#### WHAT IS REQUIRED
The entries below are to be repeated exactly, with the pictures left out.

Dataset items
[Start of Attachment]

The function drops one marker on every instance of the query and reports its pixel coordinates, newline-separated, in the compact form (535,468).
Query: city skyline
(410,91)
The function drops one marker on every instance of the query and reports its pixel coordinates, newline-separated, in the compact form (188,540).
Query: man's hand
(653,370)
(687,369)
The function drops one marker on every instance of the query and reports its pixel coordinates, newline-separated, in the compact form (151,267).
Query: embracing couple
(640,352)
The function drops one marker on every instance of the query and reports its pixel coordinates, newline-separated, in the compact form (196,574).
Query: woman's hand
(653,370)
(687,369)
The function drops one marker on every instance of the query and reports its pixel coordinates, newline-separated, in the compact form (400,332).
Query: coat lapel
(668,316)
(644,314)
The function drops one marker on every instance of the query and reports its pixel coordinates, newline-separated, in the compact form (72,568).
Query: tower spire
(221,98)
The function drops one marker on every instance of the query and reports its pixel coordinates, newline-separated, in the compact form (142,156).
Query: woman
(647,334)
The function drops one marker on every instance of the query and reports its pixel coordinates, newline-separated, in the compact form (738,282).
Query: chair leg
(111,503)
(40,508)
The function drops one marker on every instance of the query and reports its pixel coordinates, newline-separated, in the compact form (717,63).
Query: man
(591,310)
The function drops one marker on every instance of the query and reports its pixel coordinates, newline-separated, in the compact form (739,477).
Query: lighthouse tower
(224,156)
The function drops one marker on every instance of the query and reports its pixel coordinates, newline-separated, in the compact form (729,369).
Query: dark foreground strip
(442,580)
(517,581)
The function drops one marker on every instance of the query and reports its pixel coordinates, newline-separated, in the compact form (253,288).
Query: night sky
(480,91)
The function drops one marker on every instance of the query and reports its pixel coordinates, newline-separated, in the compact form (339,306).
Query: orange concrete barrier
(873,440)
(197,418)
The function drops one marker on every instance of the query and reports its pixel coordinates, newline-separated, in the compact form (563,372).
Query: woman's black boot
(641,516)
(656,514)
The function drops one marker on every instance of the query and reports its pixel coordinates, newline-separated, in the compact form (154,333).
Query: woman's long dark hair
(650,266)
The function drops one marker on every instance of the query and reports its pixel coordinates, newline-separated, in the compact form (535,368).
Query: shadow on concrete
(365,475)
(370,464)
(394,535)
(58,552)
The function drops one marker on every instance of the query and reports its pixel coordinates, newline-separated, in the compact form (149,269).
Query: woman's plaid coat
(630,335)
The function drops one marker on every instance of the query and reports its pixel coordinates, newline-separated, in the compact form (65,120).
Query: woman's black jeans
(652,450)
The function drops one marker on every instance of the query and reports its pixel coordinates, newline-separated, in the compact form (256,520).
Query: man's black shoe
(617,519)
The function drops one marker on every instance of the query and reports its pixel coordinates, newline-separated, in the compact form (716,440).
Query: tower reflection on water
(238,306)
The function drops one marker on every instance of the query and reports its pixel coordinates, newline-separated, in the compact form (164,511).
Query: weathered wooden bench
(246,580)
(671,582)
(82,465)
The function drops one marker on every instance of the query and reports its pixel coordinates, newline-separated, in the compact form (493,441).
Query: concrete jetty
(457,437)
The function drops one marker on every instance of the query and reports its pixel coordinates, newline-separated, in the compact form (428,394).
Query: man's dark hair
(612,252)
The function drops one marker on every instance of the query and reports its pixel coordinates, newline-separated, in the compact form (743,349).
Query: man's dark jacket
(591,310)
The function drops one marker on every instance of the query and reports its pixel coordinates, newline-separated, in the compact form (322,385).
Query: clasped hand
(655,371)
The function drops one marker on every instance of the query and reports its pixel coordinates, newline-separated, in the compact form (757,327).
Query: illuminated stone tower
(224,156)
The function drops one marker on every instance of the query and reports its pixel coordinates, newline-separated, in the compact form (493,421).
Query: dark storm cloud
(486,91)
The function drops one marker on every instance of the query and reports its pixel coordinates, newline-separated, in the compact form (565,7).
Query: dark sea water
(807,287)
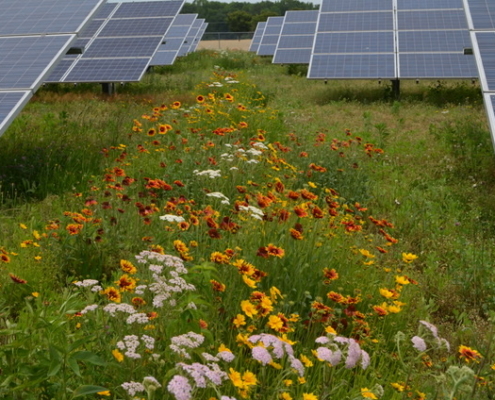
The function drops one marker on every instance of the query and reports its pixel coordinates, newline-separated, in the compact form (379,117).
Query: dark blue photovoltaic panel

[End of Attachment]

#### SOLUTION FOR THIS TASK
The function drops one marker on every instance of the query and reports its pixel coordinates, newline-separated, in the compact form (535,468).
Query: city skyline
(410,91)
The function drops one marker on every instance of the query and reports its pixel coordinates, newline-separated, in the compact form (188,540).
Query: man's hand
(653,370)
(687,369)
The function drops one marker on every instance of the query and reports its pixel coordinates, newline-separated, in the compact form (151,267).
Query: embracing couple
(640,352)
The function drops one marker on every instance of the query and reports its pixel coordinates, newline-separated, in the compact form (196,574).
Query: woman's hand
(653,370)
(687,369)
The function drops one marker on every instance of the query and reports its pixel coordinates, newline-separated, in the compact form (400,332).
Query: coat lapel
(668,316)
(644,314)
The function drops one marker on every instance of the query and reports its pixel coordinates, newline-separated, in the compact form (72,568).
Query: tower spire
(221,98)
The function drops one marker on every instance of the query and reports its pixel coordinates, newline-separated, in the compact form (142,156).
Query: woman
(647,334)
The function drops one marker on every instance of the query and reports its pixel coordinates, newline-separated, in the compact form (738,282).
Query: chair leg
(111,503)
(40,508)
The function drops one marker on every instance of the query and reports its pixel coordinates, newline-separated, in the compact form (717,63).
Query: man
(591,310)
The function drops one marker on every instance of the query and reports its pixel coordinates, newline-separated, in the compact form (739,477).
Query: lighthouse tower
(224,156)
The function drops one marker on every instance of the query and reports its pixel coordinates, newline-separated, in the compact form (729,369).
Query: dark foreground strip
(442,580)
(517,581)
The function drops one marker on every instance of the query and reports its pixel coordinates, newline-separated, in the compact form (253,288).
Query: night sky
(480,91)
The function drops one marker on every instance of the query and reports its pixel coordinates, newline-separated, in the compact form (339,306).
Query: orange concrete barrier
(873,440)
(197,418)
The function drops one marker on every instance of the query and reports its pixel coordinates, newline-separated, in the compact form (563,372).
Query: woman's black boot
(641,516)
(656,514)
The function drops one marker on every instance of the query and reports its pixel coordinates, newline-separated, in the compact form (154,333).
Query: woman's long dark hair
(650,266)
The function drops one marker on every instance of the query and reports its pixel coordinates, newline-separated, in the compact form (535,368).
Query: shadow on concrete
(365,475)
(370,464)
(394,535)
(58,552)
The function drops one marker on every instance of the query and reports its pixel coordinates, newline-separated, in the compact form (149,269).
Query: woman's plaid coat
(630,335)
The function drops one marker on every instance of the query and reports its pixel coordinates, newline-separated, in the compact form (65,120).
Query: woman's black jeans
(652,450)
The function drops one marker on every instance of the query and reports its pixel coordinates, newline-separated, in the compact form (256,520).
Query: man's black shoe
(617,519)
The function drops one marker on every instance of the query and reports its pixel coordinates, newline-separated, in the compact form (716,440).
Query: tower reflection on water
(238,306)
The function drops one marker on every instance of the query and reports its pixel coordinates, newline-separated, in the compact form (164,511).
Query: weathered wooden bench
(246,580)
(671,582)
(82,465)
The function drops one marker on every instance of the query and reports its pixel coordinates, newline-separated, in the compact form (493,441).
Query: concrete jetty
(457,437)
The function drops one marker on every instance of the query and reports its pixel coordinates, newline-separated, in the compact form (428,394).
Query: man's dark hair
(612,252)
The function drops one marker on every instance of the query and reports its pixel coordinates, newline-separated, in the compact form (743,349).
Query: man's dark jacket
(591,310)
The function drops one marker on every instance of the query and reports its pixel coordinates, newline-separated, in the compact form (322,385).
Query: clasped hand
(655,371)
The function drops one marker on every instance of the query and reports its pixel coordinates, newline-separated, in the compact form (757,327).
Query: illuminated stone tower
(224,156)
The function drops one marker on every instance of the query and reports its pixel coordinates, newline-separated, in the compact form (493,421).
Query: dark storm cloud
(486,91)
The function drops one marker on every instance of the query and reports its pixel coordinates, newline-separated, in the compact form (565,7).
Query: dark sea water
(807,287)
The function drops one marker on every instance of the query and reports its pixel coordinates, newline-separated, in the compact form (379,117).
Query: dark blue photovoltaic panel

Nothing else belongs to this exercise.